Problem details: Report every line in the records below that contains the string "siding". Case counts.

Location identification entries
····················

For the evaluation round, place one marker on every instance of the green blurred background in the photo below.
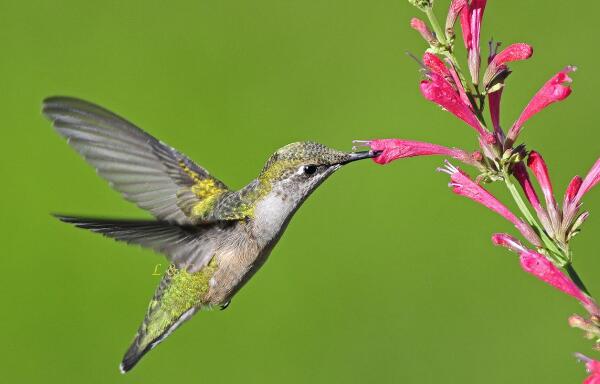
(383, 276)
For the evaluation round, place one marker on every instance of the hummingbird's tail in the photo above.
(180, 293)
(157, 325)
(177, 298)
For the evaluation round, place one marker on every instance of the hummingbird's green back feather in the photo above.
(179, 295)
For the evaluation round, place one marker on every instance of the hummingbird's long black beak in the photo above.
(360, 156)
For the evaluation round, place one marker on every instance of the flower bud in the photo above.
(423, 5)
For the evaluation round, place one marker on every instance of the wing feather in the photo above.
(143, 169)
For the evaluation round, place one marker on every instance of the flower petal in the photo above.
(455, 7)
(593, 368)
(538, 166)
(542, 268)
(470, 20)
(462, 185)
(508, 241)
(554, 90)
(572, 189)
(514, 52)
(420, 26)
(571, 207)
(438, 90)
(494, 102)
(435, 65)
(394, 149)
(520, 173)
(592, 178)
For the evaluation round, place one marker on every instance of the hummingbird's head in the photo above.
(298, 168)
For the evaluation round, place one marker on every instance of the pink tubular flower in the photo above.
(398, 149)
(520, 173)
(593, 368)
(462, 185)
(554, 90)
(571, 206)
(572, 189)
(437, 89)
(470, 21)
(494, 103)
(538, 166)
(435, 65)
(592, 178)
(455, 7)
(420, 26)
(542, 268)
(513, 52)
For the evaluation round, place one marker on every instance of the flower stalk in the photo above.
(549, 227)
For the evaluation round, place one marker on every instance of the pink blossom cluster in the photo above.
(554, 223)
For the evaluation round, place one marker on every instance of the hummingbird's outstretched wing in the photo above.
(145, 170)
(187, 247)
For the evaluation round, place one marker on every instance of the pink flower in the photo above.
(462, 185)
(542, 268)
(398, 149)
(420, 26)
(520, 173)
(470, 21)
(538, 167)
(437, 89)
(554, 90)
(435, 65)
(572, 204)
(514, 52)
(455, 7)
(494, 103)
(592, 178)
(593, 368)
(572, 189)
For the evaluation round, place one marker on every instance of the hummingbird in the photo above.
(214, 238)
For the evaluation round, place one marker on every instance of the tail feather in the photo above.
(180, 293)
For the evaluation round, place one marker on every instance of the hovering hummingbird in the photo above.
(215, 238)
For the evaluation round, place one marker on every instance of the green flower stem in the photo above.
(439, 33)
(548, 242)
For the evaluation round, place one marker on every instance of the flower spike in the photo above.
(470, 21)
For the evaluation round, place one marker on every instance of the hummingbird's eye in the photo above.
(310, 169)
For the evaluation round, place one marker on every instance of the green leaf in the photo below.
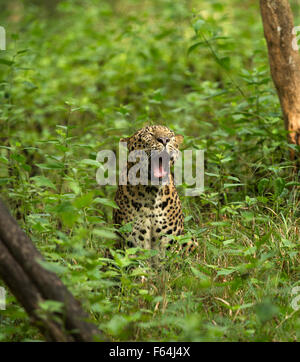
(43, 181)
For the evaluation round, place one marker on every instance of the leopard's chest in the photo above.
(154, 213)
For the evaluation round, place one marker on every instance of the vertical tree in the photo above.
(284, 61)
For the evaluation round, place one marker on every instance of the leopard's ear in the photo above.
(179, 139)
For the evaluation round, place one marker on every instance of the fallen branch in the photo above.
(31, 284)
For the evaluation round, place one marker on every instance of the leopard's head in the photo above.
(159, 145)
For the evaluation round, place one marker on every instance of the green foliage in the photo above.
(79, 75)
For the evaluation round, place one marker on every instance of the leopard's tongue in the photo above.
(158, 170)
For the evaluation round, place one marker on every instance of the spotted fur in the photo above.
(154, 210)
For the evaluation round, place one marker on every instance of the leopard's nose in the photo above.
(163, 140)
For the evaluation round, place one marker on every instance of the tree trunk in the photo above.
(284, 61)
(31, 284)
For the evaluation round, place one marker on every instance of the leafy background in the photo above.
(78, 75)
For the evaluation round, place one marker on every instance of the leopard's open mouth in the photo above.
(159, 166)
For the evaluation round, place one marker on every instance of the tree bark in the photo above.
(31, 283)
(284, 61)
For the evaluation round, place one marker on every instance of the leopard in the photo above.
(153, 208)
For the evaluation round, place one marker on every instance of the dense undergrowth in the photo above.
(79, 75)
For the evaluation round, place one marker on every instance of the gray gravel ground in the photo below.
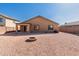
(58, 44)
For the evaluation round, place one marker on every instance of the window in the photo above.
(50, 27)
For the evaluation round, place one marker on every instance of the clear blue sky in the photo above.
(60, 13)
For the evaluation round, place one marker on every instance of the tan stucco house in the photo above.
(7, 24)
(37, 24)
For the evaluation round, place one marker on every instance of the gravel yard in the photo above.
(53, 44)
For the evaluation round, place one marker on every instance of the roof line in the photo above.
(37, 17)
(8, 17)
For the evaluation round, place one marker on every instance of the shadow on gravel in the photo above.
(22, 34)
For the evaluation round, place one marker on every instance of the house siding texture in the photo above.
(9, 25)
(43, 24)
(70, 29)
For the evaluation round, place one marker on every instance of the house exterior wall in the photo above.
(43, 24)
(10, 25)
(70, 29)
(2, 29)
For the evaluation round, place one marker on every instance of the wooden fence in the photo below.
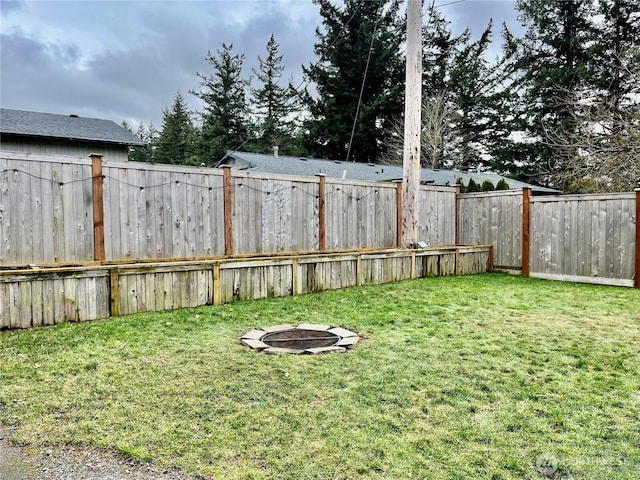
(493, 218)
(63, 210)
(54, 295)
(584, 238)
(74, 211)
(581, 238)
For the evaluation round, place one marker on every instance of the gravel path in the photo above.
(72, 463)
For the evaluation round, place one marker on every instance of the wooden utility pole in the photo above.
(412, 124)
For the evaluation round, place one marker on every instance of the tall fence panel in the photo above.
(274, 213)
(493, 218)
(586, 238)
(360, 215)
(45, 211)
(437, 215)
(161, 211)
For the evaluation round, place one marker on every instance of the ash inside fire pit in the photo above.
(301, 339)
(307, 338)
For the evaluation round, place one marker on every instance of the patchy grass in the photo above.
(487, 377)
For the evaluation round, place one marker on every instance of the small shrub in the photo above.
(487, 186)
(502, 185)
(472, 186)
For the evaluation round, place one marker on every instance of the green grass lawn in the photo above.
(487, 377)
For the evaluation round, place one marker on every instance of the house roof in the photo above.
(71, 127)
(358, 171)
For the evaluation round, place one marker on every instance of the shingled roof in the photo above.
(70, 127)
(358, 171)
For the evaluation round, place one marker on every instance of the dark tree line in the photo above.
(559, 106)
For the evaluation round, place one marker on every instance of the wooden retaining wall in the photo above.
(30, 298)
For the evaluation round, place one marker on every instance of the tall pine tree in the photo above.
(225, 120)
(274, 106)
(553, 59)
(176, 143)
(360, 41)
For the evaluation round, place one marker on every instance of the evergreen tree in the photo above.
(226, 118)
(274, 105)
(553, 59)
(176, 143)
(617, 36)
(465, 109)
(480, 96)
(361, 40)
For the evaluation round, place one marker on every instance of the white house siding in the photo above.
(110, 152)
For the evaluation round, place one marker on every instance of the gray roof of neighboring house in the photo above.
(358, 171)
(71, 127)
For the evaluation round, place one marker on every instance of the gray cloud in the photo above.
(127, 63)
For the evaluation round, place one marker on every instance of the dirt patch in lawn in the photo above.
(72, 463)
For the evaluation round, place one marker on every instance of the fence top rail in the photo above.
(495, 193)
(8, 271)
(162, 167)
(585, 197)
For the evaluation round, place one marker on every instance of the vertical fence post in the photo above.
(526, 195)
(98, 207)
(457, 215)
(399, 214)
(636, 277)
(228, 211)
(322, 219)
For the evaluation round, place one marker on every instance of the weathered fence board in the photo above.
(162, 212)
(586, 238)
(49, 296)
(45, 212)
(437, 216)
(493, 218)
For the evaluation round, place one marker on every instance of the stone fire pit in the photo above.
(306, 338)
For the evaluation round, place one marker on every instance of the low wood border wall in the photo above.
(48, 296)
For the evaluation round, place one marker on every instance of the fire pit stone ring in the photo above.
(306, 338)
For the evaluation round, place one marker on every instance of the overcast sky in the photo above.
(125, 60)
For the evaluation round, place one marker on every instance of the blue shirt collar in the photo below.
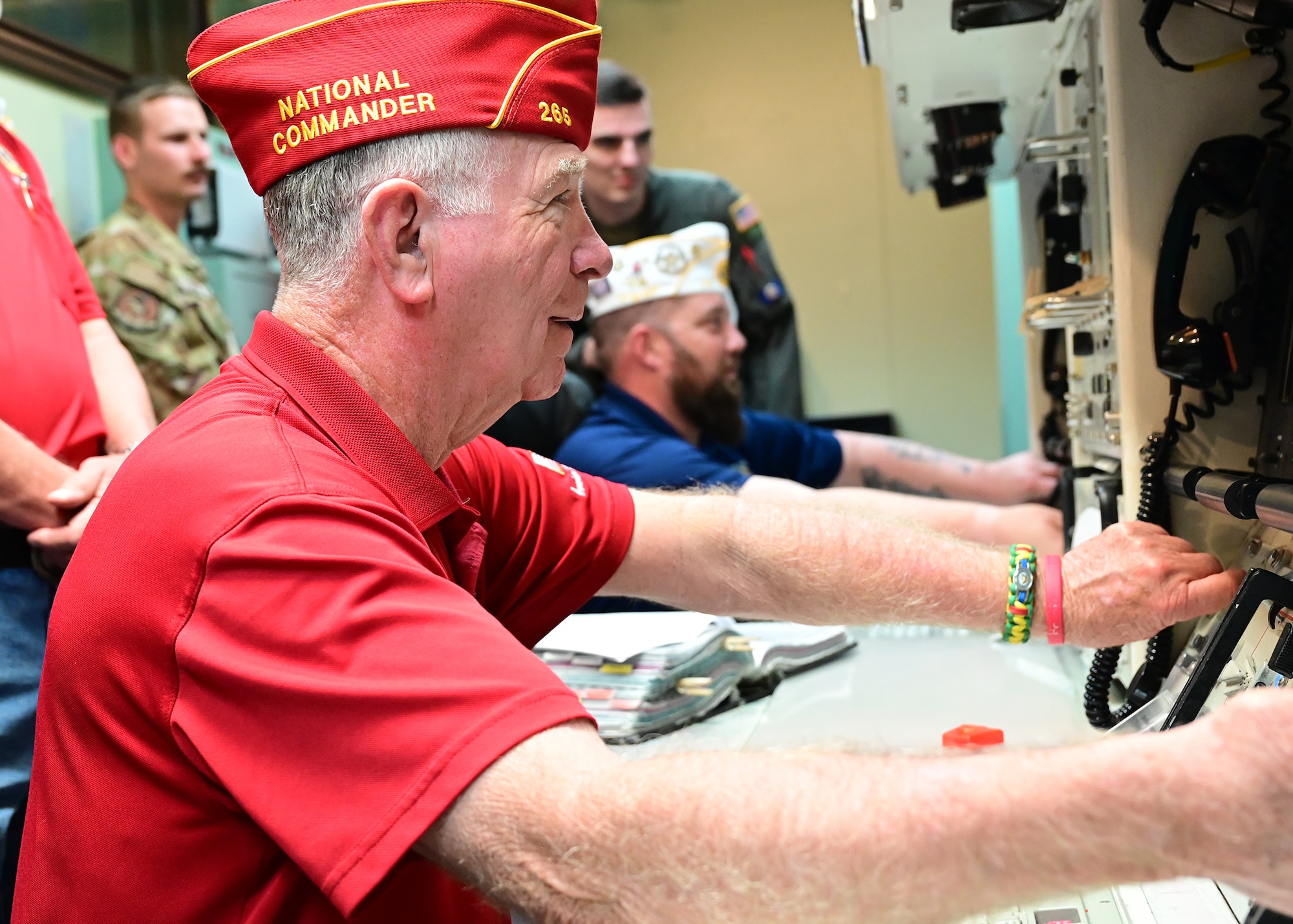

····················

Solution below:
For the evaluation round, place one marker on every instance of the house siding texture in the photo above.
For the evaluation round, place one marker on every instance of the white house siding in the photo above.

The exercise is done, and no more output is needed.